Tasks to carry out ->
**a)** Rewrite the TWA Flight 800 editorial, everything from "A tractor moves the reconstructed wreckage of TWA Flight 800..." down to "even less likely.", with "Boeing Co." changed to "Boeing Company".
**b)** Answer these questions using the TWA Flight 800 editorial:
(i) How many years have passed since the flight exploded?
(ii) How many lives did the 1996 tragedy claim?
(iii) By what year must planes still in service be retrofitted with the new system?
**c)** Continue the TWA Flight 800 editorial from the point where it stops.

Document passage ->
━━━━
A tractor moves the reconstructed wreckage of TWA Flight 800...

A tractor moves the reconstructed wreckage of TWA Flight 800 from the hangar where it was pieced together, to another hangar at the old Grumman plant in Calverton. Credit: Newsday, 1999 / Dick Kraus

It's been 16 years since Paris-bound TWA Flight 800 exploded off Long Island's South Shore moments after taking off from Kennedy Airport. But all these years later, 383 planes built by the Boeing Co. are still flying without the most critical design change the Federal Aviation Administration later mandated to reduce the risk of similar tragedies.

At first blush that seems unconscionable. Sixteen years is a long time to wait when passenger safety is at stake. But the FAA has been diligent in pressing to make what's already an extremely rare catastrophe even less likely.

Its researchers even went to work and invented a device to provide a cost-effective way to finally eliminate the suspected cause of the explosion. And four years ago the FAA directed manufacturers to develop design changes and service instructions for installing the new technology in their planes so tragedies like the one that claimed 230 lives in 1996 could be averted. Now the FAA has to make sure the affected manufacturers and airlines meet its 2017 deadline to retrofit planes still in service with the new system.
━━━━
Extracted records ->
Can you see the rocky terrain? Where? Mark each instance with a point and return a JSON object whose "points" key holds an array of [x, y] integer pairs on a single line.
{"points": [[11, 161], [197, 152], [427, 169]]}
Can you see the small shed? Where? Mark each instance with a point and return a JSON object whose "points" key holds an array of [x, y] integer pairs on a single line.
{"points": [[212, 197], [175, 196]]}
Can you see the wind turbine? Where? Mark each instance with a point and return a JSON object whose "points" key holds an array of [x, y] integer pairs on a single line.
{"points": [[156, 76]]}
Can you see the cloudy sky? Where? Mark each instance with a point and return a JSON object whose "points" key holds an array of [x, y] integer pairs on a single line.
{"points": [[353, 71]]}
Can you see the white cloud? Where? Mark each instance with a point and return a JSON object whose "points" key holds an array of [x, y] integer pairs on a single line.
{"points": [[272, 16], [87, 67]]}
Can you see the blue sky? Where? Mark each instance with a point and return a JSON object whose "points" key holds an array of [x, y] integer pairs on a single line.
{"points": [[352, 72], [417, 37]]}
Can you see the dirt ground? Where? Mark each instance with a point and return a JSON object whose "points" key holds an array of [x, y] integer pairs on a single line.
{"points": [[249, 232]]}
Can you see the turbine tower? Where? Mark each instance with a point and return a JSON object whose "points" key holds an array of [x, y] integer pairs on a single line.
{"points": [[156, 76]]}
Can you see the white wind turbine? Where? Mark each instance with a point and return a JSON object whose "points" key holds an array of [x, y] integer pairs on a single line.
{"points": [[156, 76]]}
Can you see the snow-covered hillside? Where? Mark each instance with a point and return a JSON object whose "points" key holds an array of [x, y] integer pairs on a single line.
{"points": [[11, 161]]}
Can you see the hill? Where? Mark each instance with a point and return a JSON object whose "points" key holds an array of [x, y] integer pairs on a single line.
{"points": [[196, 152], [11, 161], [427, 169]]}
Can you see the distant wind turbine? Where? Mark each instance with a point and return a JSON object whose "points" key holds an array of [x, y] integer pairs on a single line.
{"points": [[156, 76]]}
━━━━
Results ->
**a)**
A tractor moves the reconstructed wreckage of TWA Flight 800...

A tractor moves the reconstructed wreckage of TWA Flight 800 from the hangar where it was pieced together, to another hangar at the old Grumman plant in Calverton. Credit: Newsday, 1999 / Dick Kraus

It's been 16 years since Paris-bound TWA Flight 800 exploded off Long Island's South Shore moments after taking off from Kennedy Airport. But all these years later, 383 planes built by the Boeing Company are still flying without the most critical design change the Federal Aviation Administration later mandated to reduce the risk of similar tragedies.

At first blush that seems unconscionable. Sixteen years is a long time to wait when passenger safety is at stake. But the FAA has been diligent in pressing to make what's already an extremely rare catastrophe even less likely.

**b)**
(i) 16 years
(ii) 230
(iii) 2017

**c)**
The FAA gave Boeing an emphatic nudge Friday. It proposed a $13.57-million civil penalty against the company for missing its 2010 deadline to submit service instructions for retrofitting the planes.

Getting to this point wasn't easy. It took years to figure out what caused Flight 800 to explode. Speculation at the time included a bomb or missile strike before officials said the likely cause was an electrical spark that ignited oxygen in the partially empty central fuel tank.

Since then the FAA has required hundreds of changes to eliminate potential ignition sources, such as rerouting wiring near fuel tanks. But officials initially decided that there was no practical way to get the oxygen out of the tanks. Equipment available at the time was too heavy and big for use on commercial aircraft.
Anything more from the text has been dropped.